Erdoğan ve Schröder: Yol arkadaşları
İktidarda bulunduğu dönem boyunca Schröder'in, “Türkiye’nin yeni güçlü adamı Erdoğan” ile “siyasi dostluk bağı” oluşturduğuna dikkat çekilen kitabın 904’ncü sayfasında da Schröder'in Erdoğan ile birlikte çekilmiş bir fotoğrafı da yer aldı.
Resim altı yazısında “Yol arkadaşları” ifadesine yer verilirken Schröder’in başbakanlığı devrettik sonra Erdoğan ile görüşmelere devam ettiği hatta 2009 yılında doğum günü kutlamasına Erdoğan’ın da geldiği aktarıldı.
Almanya-Türkiye ilişkilerinde inişli çıkışlı dönemlere de değinilen kitapta, 2005 yılında 1915 Ermeni olaylarına ilişkin gerilim de değerlendirildi. Almanya Federal Meclisi’nde Ermeni soykırım iddialarına ilişkin bir kararın kabul edilmesi nedeniyle Erdoğan dostum diye nitelendirdiği Schröder’e sert çıkarak ‘Ben omurgalı, kemikli siyaseti severim’ açıklamasını yapmıştı.

| Görevler |
a) Erdoğan ve Schröder metnine göre aşağıdaki soruları yanıtlar mısın?
(i) Schröder'in Erdoğan ile birlikte çekilmiş fotoğrafı kitabın kaçıncı sayfasında yer aldı?
(ii) Erdoğan, Schröder'in hangi yıldaki doğum günü kutlamasına geldi?
(iii) Kitapta 1915 Ermeni olaylarına ilişkin hangi yıldaki gerilim değerlendirildi?
b) Erdoğan ve Schröder metninde "Erdoğan ve Schröder: Yol" sözcüklerini içeren yerle açılıp "severim’ açıklamasını yapmıştı." sözcükleriyle kapanan bölümü aynen tekrarlar mısın?

| Verilen Malzeme |
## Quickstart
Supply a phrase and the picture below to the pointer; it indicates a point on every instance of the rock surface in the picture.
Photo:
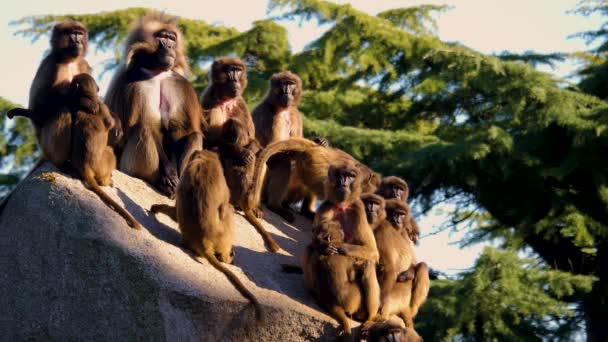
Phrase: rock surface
(74, 270)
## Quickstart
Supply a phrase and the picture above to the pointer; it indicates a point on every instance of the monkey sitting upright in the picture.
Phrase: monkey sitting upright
(205, 216)
(395, 187)
(92, 158)
(310, 169)
(223, 98)
(237, 151)
(344, 207)
(158, 106)
(48, 103)
(402, 294)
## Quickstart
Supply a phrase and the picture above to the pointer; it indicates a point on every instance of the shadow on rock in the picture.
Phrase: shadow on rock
(158, 229)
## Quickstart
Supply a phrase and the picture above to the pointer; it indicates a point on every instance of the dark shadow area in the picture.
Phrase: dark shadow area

| Görevlere Göre Yanıtlar |
a)
(i) 904'üncü sayfasında.
(ii) 2009 yılındaki.
(iii) 2005 yılındaki.

b)
Erdoğan ve Schröder: Yol arkadaşları
İktidarda bulunduğu dönem boyunca Schröder'in, “Türkiye’nin yeni güçlü adamı Erdoğan” ile “siyasi dostluk bağı” oluşturduğuna dikkat çekilen kitabın 904’ncü sayfasında da Schröder'in Erdoğan ile birlikte çekilmiş bir fotoğrafı da yer aldı.
Resim altı yazısında “Yol arkadaşları” ifadesine yer verilirken Schröder’in başbakanlığı devrettik sonra Erdoğan ile görüşmelere devam ettiği hatta 2009 yılında doğum günü kutlamasına Erdoğan’ın da geldiği aktarıldı.
Almanya-Türkiye ilişkilerinde inişli çıkışlı dönemlere de değinilen kitapta, 2005 yılında 1915 Ermeni olaylarına ilişkin gerilim de değerlendirildi. Almanya Federal Meclisi’nde Ermeni soykırım iddialarına ilişkin bir kararın kabul edilmesi nedeniyle Erdoğan dostum diye nitelendirdiği Schröder’e sert çıkarak ‘Ben omurgalı, kemikli siyaseti severim’ açıklamasını yapmıştı.